* **Metin bölümü**:
---

Darbenin baş rölündeki isimlerden biriydi Semih Terzi. 15 Temmuz
gecesi, yanına aldığı diğer darbecilerle birlikte ele geçirmek için
geldiği Özel Kuvvetler binasının önünde Şehit Ömer Halisdemir
tarafından başından vurularak durdurulmuştu.
Türkiye bu olaydan yaklaşık bir ay sonra, Semih Terzi'nin eşi
Nazire Terzi ile tanıştı. Ankara'da girdiği bir noterde, darbeci
eşinden kalan malları bir başkasının üzerine devretmeye çalışırken
görüldü.
Noter katibi Kerem Sağlıklı onu tanıdı ve eline geçirdiği
bıçakla kovaladı. Bu olay sonrası kaçmaya çalışan Nazire Terzi
tutuklanarak cezaevine gönderildi.
Buraya kadar anlattıklarımı hepimiz biliyoruz.
Ancak bu olayın perde arkasında, bugüne kadar kimsenin dikkatini
çekmeyen ayrıntılar var. İzin verirseniz, bugün o ayrıntıları
sizinle paylaşacağım.
Nazire Terzi o gün notere tek başına gitmemişti. Yanında
Ayşegül Albayrak isimli kızkardeşi de vardı. noter katibi
durumu farketmemiş olsa, Semih Terzi'nin tüm malvarlığı Ayşegül
Albayrak'ın üzerine geçirilecekti.
Aradan aylar geçti ve bu olay unutulup gitti. Ancak unutmayan biri
vardı.

---

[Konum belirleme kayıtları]
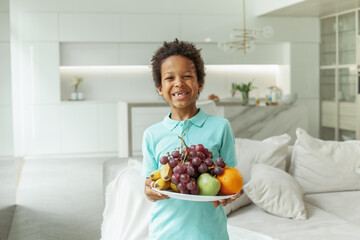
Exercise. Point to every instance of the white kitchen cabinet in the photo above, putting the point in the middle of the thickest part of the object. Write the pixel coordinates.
(6, 130)
(137, 53)
(42, 129)
(40, 72)
(80, 128)
(339, 77)
(217, 28)
(149, 28)
(133, 119)
(39, 26)
(108, 134)
(5, 75)
(89, 27)
(89, 54)
(4, 27)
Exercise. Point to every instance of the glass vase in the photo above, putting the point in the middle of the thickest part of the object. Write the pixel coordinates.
(245, 97)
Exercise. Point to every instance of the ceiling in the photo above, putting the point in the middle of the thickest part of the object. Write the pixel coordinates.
(315, 8)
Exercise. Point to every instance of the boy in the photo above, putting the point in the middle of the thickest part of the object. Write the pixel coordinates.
(178, 73)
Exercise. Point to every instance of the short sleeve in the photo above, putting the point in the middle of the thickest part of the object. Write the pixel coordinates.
(227, 150)
(149, 163)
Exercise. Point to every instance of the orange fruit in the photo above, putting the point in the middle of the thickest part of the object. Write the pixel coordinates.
(231, 181)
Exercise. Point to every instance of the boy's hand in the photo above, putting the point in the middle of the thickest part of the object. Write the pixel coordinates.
(151, 194)
(225, 202)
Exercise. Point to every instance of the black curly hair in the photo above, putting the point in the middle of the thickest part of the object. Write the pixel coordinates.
(177, 48)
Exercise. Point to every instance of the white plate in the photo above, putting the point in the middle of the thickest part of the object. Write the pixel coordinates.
(189, 197)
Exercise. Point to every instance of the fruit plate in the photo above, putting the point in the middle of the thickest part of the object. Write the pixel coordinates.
(189, 197)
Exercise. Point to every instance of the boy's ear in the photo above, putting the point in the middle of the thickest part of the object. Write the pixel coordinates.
(159, 90)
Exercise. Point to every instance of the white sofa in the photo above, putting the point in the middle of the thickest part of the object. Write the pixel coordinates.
(329, 214)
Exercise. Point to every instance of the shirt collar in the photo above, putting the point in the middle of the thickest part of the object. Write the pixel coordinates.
(197, 120)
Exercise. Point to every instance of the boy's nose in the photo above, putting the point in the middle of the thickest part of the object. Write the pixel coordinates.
(179, 82)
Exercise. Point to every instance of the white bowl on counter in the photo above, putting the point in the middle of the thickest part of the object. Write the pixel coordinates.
(289, 98)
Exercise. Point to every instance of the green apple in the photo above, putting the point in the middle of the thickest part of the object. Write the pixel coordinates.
(208, 185)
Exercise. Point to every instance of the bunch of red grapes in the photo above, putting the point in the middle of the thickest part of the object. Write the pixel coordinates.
(189, 164)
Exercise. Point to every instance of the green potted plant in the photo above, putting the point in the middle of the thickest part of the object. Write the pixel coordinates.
(244, 89)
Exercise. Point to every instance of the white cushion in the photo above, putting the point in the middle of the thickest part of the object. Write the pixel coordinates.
(325, 166)
(276, 192)
(271, 151)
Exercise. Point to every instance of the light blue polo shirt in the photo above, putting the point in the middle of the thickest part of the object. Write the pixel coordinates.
(180, 219)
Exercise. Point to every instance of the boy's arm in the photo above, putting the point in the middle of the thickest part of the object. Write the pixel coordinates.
(149, 165)
(227, 150)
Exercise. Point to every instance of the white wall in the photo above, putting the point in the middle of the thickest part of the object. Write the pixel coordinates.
(43, 31)
(6, 124)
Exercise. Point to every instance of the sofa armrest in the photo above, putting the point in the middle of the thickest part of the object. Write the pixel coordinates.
(112, 167)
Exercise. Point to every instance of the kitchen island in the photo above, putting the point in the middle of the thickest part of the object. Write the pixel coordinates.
(253, 122)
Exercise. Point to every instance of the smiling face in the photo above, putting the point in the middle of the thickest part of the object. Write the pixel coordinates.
(179, 84)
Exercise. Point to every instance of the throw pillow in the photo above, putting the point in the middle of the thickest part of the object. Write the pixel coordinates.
(276, 192)
(325, 166)
(271, 151)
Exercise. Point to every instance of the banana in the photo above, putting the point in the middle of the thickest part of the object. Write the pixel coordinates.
(161, 184)
(174, 187)
(155, 175)
(166, 172)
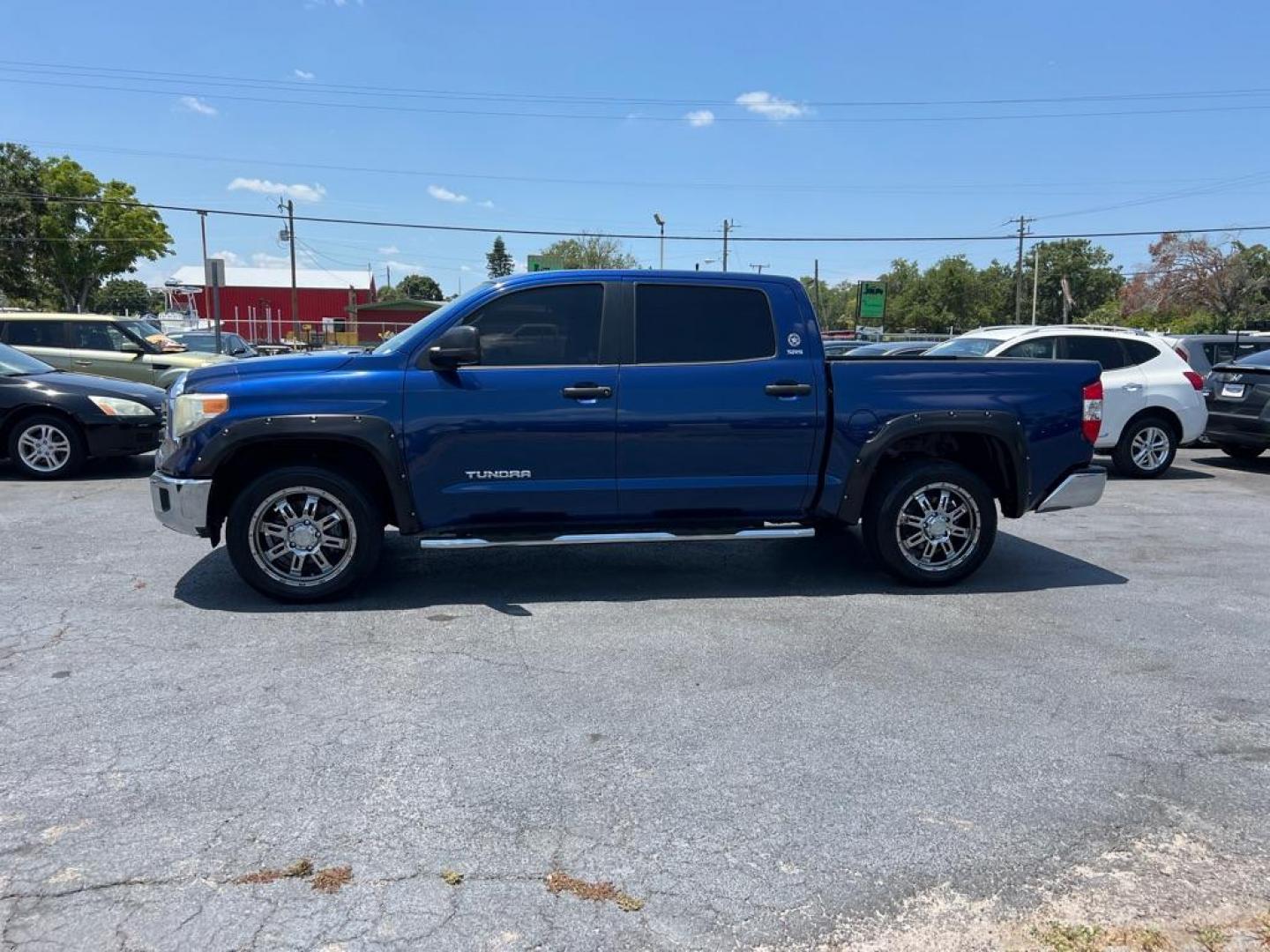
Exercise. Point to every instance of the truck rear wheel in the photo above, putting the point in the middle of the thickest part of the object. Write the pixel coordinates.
(303, 533)
(931, 524)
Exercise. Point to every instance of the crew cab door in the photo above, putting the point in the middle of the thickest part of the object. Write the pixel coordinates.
(719, 403)
(527, 435)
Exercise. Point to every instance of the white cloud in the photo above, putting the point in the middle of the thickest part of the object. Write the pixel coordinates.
(300, 192)
(444, 195)
(771, 107)
(197, 106)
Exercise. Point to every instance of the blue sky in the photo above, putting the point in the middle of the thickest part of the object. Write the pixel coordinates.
(705, 112)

---

* **Görevler**:
(a) Nazire Terzi'yi anlatan metne göre Nazire Terzi notere giderken yanında kim vardı?
(b) Nazire Terzi'yi anlatan metni, son cümlesinden sonrasını yazarak sürdür.

* **Görevlerin yanıtları**:
(a) Kız kardeşi Ayşegül Albayrak.

(b)
Bir kadın avukat, Semih Terzi'nin mal varlığını gizlice üzerine
geçirmeye çalışan bu kadının kim olduğunu merak edip iz sürmeye
başladı. Bir kaç aylık takibin ardından, Ayşegül Albayrak'ın
İstanbul Büyükşehir Belediyesi'ne bağlı Kültür A.Ş'de çalıştığını
ortaya çıkardı.
Elde ettiği bilgiler, dehşet vericiydi!
Darbe sonrası, Semih Terzi ismi geçtiğinde,
"O hain değil, asıl hain Ömer Halisdemir'dir. Bunlar
zamanla ortaya çıkacak" diyen, darbenin
"tiyatro" olduğunu söylemekten geri durmayan bu
Fetö'cü kadın, Kültür A.Ş Genel Müdürü'nün özel kalem müdürlüğü
görevini yürütüyordu!
|
Semih Terzi'ye "kahraman"
diyen baldızı Ayşegül Albayrak |
Kadın avukat olayın üzerine gidip, "Fetö ile bu
kadar içli dışlı olan birini burada nasıl çalıştırırsınız? Ben bunu
en yukarıdakilere ileteceğim" deyince, Ayşegül Albayrak
apar topar işten çıkarıldı.
Dikkat ederseniz, "İhraç edildi" ya da,
"Kovuldu" demiyorum.
"İşten çıkarıldı" diyorum.
Aradaki farkı size şöyle anlatayım. Ayşegül Albayrak'ın normal
şartlarda, işten çıkarılma gerekçesinin "Fetö ile
iltisak" olarak gösterilmesi gerekiyordu.
Bunun yerine, Kültür A.Ş yönetim Kurulu
tarafından, "Üstü olan amirlerle yaşadığı tartışma
sonucu iş akdi sona erdirilmiştir" diye bir gerekçe
oluşturuldu. Bu gerekçe sayesinde Ayşegül Albayrak'a 75 bin TL
ihbar ve kıdem dahil tazminat verildi.
Mesele burada kapandı sanmayın! En kayda değer bölümü sona
sakladım.
Ayşegül Albayrak bundan bir kaç gün önce eski işyerine gelip,
kendini kovanlara "Geri dönmek için
dava açtım" diye mesaj verdi.
Kültür A.Ş Yönetimi ise, dava açmaması için kendisini bazı aracılar
üzerinden ikna etmeye çalışıyor!
Neden mi?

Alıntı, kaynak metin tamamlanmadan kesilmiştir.